Le concept de pouvoir de vente permet une réflexion intéressante sur les moyens d’atteindre une véritable équité dans plusieurs domaines. L’idée générale est de chercher comment briser l’inégalitarisme structurel de la société marchande. Dans le contexte actuel de la pandémie, des mesures sanitaires plus équitables s’imposent. Au lieu de fermer tous les commerces jugés non essentiels, il serait peut-être judicieux de fermer les grands magasins un jour sur deux et de laisser les PME ouvertes en tout temps. Au niveau des vaccins, il est évident qu’il faille élargir et accélérer COVAX, mais surtout, il faut ramener à la raison ces multinationales pharmaceutiques, bien que nous leur devions le mérite du développement des vaccins, elles semblent aveuglées par le pouvoir de vente qui brouille l’esprit humain depuis la nuit des temps.

- **DONNÉES EXTRAITES**:
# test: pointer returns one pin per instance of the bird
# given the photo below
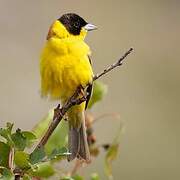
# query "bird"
(65, 65)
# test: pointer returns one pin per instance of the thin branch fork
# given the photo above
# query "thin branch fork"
(59, 112)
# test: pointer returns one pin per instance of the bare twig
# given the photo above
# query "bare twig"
(11, 159)
(75, 100)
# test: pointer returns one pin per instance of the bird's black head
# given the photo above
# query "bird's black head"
(73, 23)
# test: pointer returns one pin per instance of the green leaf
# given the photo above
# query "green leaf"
(77, 177)
(19, 140)
(37, 156)
(5, 174)
(99, 90)
(58, 153)
(59, 137)
(110, 156)
(21, 159)
(95, 176)
(42, 126)
(43, 170)
(4, 154)
(6, 133)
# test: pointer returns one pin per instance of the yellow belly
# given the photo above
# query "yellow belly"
(64, 66)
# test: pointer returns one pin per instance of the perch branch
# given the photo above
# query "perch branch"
(75, 100)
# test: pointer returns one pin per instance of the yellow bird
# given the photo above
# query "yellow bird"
(64, 66)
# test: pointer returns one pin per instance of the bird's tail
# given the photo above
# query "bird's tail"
(78, 145)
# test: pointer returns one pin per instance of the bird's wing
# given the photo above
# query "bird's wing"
(89, 88)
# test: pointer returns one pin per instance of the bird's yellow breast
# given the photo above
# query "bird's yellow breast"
(64, 66)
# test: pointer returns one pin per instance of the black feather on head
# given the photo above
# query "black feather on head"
(73, 23)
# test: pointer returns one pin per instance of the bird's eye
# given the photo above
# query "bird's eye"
(76, 24)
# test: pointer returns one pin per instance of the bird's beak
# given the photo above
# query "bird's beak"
(90, 27)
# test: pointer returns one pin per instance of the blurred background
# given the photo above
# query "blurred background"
(144, 91)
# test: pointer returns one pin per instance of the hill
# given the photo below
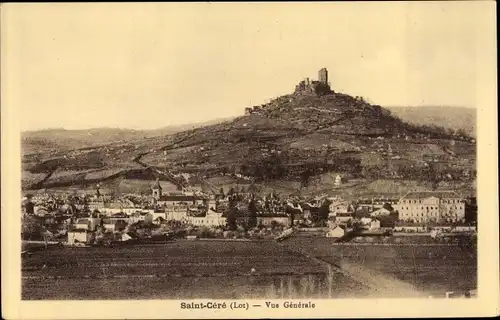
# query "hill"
(61, 139)
(296, 143)
(455, 118)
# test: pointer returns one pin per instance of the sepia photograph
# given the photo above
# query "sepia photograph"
(292, 153)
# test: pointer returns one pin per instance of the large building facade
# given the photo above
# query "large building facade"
(431, 207)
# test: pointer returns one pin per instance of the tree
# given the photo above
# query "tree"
(387, 206)
(252, 217)
(324, 211)
(31, 228)
(231, 218)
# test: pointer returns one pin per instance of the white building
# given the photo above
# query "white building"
(431, 206)
(380, 212)
(78, 236)
(338, 180)
(336, 232)
(267, 221)
(211, 219)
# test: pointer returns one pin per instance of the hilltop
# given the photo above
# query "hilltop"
(59, 139)
(454, 118)
(296, 141)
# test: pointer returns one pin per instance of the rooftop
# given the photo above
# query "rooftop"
(428, 194)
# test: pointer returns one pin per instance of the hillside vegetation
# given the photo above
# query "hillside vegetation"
(452, 118)
(293, 140)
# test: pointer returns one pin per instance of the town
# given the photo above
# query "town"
(94, 218)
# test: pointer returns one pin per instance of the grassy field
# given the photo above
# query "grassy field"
(429, 268)
(182, 269)
(246, 269)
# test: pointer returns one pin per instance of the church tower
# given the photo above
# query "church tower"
(156, 190)
(323, 76)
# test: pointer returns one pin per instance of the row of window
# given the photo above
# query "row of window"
(430, 208)
(448, 201)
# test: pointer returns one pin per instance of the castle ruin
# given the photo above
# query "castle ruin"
(315, 87)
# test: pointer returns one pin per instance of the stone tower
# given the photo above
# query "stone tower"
(156, 190)
(323, 76)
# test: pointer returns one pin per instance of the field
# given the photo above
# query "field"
(181, 269)
(433, 269)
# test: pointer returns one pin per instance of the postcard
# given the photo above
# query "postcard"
(249, 160)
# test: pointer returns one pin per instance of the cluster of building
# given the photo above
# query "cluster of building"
(80, 217)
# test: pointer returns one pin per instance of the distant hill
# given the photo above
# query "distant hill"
(300, 140)
(447, 117)
(61, 139)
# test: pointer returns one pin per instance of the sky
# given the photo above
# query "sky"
(150, 65)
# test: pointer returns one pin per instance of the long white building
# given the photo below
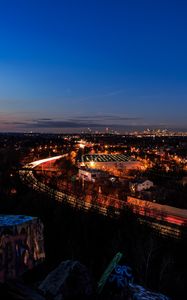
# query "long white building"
(109, 162)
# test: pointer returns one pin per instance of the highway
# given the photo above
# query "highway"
(28, 178)
(166, 224)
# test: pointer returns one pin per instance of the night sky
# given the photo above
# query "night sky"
(68, 65)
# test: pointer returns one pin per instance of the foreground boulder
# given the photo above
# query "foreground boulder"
(21, 245)
(70, 280)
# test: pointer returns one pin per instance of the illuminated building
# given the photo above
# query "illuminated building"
(109, 162)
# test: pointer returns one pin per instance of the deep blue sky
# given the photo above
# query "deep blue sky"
(68, 64)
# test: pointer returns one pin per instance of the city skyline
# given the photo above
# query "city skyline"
(69, 66)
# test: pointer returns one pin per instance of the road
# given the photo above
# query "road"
(28, 178)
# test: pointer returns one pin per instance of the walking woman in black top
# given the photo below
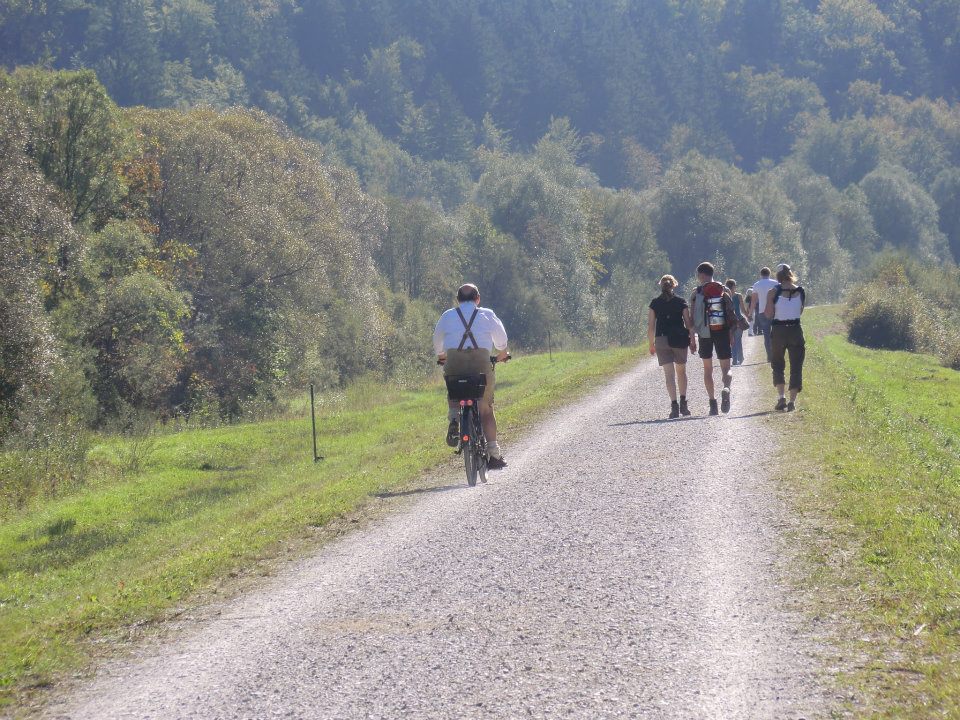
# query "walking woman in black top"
(671, 336)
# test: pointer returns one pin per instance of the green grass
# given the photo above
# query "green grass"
(203, 504)
(882, 430)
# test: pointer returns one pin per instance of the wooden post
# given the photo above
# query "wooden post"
(313, 422)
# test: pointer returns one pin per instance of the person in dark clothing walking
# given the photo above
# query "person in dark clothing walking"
(784, 306)
(670, 332)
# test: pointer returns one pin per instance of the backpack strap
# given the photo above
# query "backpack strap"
(468, 333)
(798, 289)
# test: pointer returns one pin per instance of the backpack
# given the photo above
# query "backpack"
(799, 289)
(718, 307)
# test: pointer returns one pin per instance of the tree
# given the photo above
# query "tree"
(904, 213)
(946, 193)
(80, 139)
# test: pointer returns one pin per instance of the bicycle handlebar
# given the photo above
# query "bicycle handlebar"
(493, 359)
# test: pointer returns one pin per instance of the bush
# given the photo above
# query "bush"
(882, 316)
(910, 306)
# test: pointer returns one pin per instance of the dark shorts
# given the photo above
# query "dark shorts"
(719, 342)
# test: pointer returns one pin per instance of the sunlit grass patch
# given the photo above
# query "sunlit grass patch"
(881, 429)
(195, 506)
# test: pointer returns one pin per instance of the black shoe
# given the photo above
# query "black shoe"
(453, 433)
(496, 463)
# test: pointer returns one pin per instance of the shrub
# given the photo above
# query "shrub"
(882, 316)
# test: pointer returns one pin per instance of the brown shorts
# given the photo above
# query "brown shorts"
(667, 354)
(472, 362)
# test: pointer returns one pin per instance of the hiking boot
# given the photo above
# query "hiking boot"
(496, 463)
(453, 433)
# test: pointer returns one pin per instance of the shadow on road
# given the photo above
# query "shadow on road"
(658, 421)
(418, 491)
(759, 414)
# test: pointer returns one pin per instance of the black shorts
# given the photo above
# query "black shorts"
(719, 341)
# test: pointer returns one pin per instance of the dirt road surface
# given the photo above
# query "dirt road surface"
(622, 566)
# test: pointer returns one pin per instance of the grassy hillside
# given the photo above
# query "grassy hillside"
(168, 519)
(882, 429)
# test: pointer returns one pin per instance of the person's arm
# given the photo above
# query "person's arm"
(769, 310)
(688, 323)
(651, 330)
(499, 335)
(438, 335)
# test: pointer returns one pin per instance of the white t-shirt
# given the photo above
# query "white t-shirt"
(486, 328)
(760, 289)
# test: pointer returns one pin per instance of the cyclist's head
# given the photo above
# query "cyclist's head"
(468, 293)
(786, 274)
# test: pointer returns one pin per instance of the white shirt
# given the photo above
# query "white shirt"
(760, 289)
(788, 308)
(486, 328)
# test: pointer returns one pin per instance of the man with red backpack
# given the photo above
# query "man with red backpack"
(713, 320)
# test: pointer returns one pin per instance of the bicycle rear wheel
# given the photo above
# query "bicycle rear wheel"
(470, 454)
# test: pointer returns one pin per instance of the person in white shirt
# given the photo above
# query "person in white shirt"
(761, 290)
(465, 339)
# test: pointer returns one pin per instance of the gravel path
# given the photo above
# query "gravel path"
(608, 573)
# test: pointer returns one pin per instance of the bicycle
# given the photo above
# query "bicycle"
(472, 443)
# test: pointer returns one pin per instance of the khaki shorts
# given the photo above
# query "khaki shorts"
(472, 362)
(667, 354)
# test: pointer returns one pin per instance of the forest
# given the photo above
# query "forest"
(207, 203)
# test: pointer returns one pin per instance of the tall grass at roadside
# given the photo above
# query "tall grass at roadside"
(908, 306)
(202, 504)
(881, 430)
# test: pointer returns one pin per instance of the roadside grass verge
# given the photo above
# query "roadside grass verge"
(132, 545)
(881, 430)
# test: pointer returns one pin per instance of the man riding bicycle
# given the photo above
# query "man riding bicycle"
(465, 338)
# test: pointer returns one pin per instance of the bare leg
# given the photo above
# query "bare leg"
(727, 377)
(489, 421)
(671, 379)
(708, 378)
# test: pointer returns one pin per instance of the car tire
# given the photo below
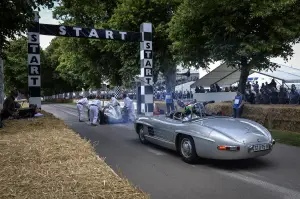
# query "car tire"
(141, 133)
(187, 149)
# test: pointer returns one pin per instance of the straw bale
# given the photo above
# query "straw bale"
(43, 158)
(281, 117)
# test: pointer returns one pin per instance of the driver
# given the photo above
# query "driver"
(94, 108)
(128, 104)
(81, 103)
(114, 102)
(9, 106)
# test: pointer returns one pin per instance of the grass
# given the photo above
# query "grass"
(286, 137)
(43, 158)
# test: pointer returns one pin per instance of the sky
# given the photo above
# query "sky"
(46, 17)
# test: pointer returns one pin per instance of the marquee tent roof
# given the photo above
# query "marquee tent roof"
(224, 75)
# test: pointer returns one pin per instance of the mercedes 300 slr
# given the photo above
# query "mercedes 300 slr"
(212, 137)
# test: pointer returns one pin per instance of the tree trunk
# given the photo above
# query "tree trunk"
(245, 71)
(170, 76)
(1, 79)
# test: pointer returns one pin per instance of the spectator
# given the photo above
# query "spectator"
(256, 87)
(266, 95)
(251, 97)
(294, 95)
(202, 90)
(248, 85)
(9, 108)
(273, 84)
(169, 102)
(274, 98)
(258, 97)
(237, 105)
(218, 89)
(283, 96)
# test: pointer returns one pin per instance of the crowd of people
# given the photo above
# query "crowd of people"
(267, 93)
(94, 106)
(13, 110)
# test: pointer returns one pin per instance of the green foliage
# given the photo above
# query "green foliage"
(243, 34)
(16, 15)
(128, 16)
(87, 59)
(16, 69)
(15, 65)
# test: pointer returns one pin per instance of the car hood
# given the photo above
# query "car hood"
(241, 130)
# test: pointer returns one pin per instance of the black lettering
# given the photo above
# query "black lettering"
(148, 72)
(34, 80)
(148, 54)
(34, 70)
(34, 59)
(34, 38)
(148, 45)
(148, 63)
(148, 80)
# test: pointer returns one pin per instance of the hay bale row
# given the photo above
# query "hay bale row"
(59, 100)
(43, 158)
(281, 117)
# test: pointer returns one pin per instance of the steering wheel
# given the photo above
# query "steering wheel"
(178, 116)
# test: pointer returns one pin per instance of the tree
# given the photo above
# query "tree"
(16, 69)
(243, 34)
(128, 16)
(16, 15)
(88, 59)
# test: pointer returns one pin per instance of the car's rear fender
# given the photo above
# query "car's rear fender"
(137, 123)
(202, 143)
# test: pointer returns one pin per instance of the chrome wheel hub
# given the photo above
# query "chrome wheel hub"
(141, 134)
(186, 147)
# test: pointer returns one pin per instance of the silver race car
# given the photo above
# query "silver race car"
(194, 134)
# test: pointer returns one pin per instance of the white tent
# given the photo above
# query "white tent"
(223, 75)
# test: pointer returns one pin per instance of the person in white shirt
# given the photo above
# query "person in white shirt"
(114, 102)
(128, 104)
(81, 103)
(94, 108)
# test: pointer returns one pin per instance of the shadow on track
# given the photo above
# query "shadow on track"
(230, 165)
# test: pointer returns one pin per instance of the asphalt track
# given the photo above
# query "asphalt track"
(163, 175)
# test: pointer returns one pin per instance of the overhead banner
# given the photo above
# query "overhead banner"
(70, 31)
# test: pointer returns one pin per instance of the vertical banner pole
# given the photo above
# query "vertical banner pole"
(146, 54)
(34, 61)
(1, 78)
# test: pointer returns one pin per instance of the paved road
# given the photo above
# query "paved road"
(162, 173)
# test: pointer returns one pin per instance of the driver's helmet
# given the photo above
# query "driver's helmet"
(189, 109)
(180, 103)
(200, 107)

- **TRAVAIL À RÉALISER**:
1. Recopiez le passage du texte sur le pouvoir de vente qui commence par « Le concept de » et se termine par « nuit des temps. ».
2. Répondez brièvement à ces questions sur le texte sur le pouvoir de vente :
(a) Quels établissements le texte propose-t-il de fermer un jour sur deux ?
(b) Quel dispositif faudrait-il élargir et accélérer pour les vaccins ?
(c) Que l'idée générale cherche-t-elle à briser ?
3. Indiquez si chacun des énoncés suivants s'accorde avec le texte sur le pouvoir de vente. Répondez par oui ou par non, puis citez les mots du texte qui le justifient.
(a) Le texte propose de laisser les PME ouvertes en tout temps.
(b) Le texte refuse aux multinationales pharmaceutiques tout mérite dans le développement des vaccins.
(c) Le texte recommande de fermer tous les commerces jugés non essentiels.

- **RÉPONSES ATTENDUES**:
1.
Le concept de pouvoir de vente permet une réflexion intéressante sur les moyens d’atteindre une véritable équité dans plusieurs domaines. L’idée générale est de chercher comment briser l’inégalitarisme structurel de la société marchande. Dans le contexte actuel de la pandémie, des mesures sanitaires plus équitables s’imposent. Au lieu de fermer tous les commerces jugés non essentiels, il serait peut-être judicieux de fermer les grands magasins un jour sur deux et de laisser les PME ouvertes en tout temps. Au niveau des vaccins, il est évident qu’il faille élargir et accélérer COVAX, mais surtout, il faut ramener à la raison ces multinationales pharmaceutiques, bien que nous leur devions le mérite du développement des vaccins, elles semblent aveuglées par le pouvoir de vente qui brouille l’esprit humain depuis la nuit des temps.

2.
(a) Les grands magasins.
(b) COVAX.
(c) L'inégalitarisme structurel de la société marchande.

3.
(a) Oui : « laisser les PME ouvertes en tout temps ».
(b) Non : « bien que nous leur devions le mérite du développement des vaccins ».
(c) Non : « Au lieu de fermer tous les commerces jugés non essentiels ».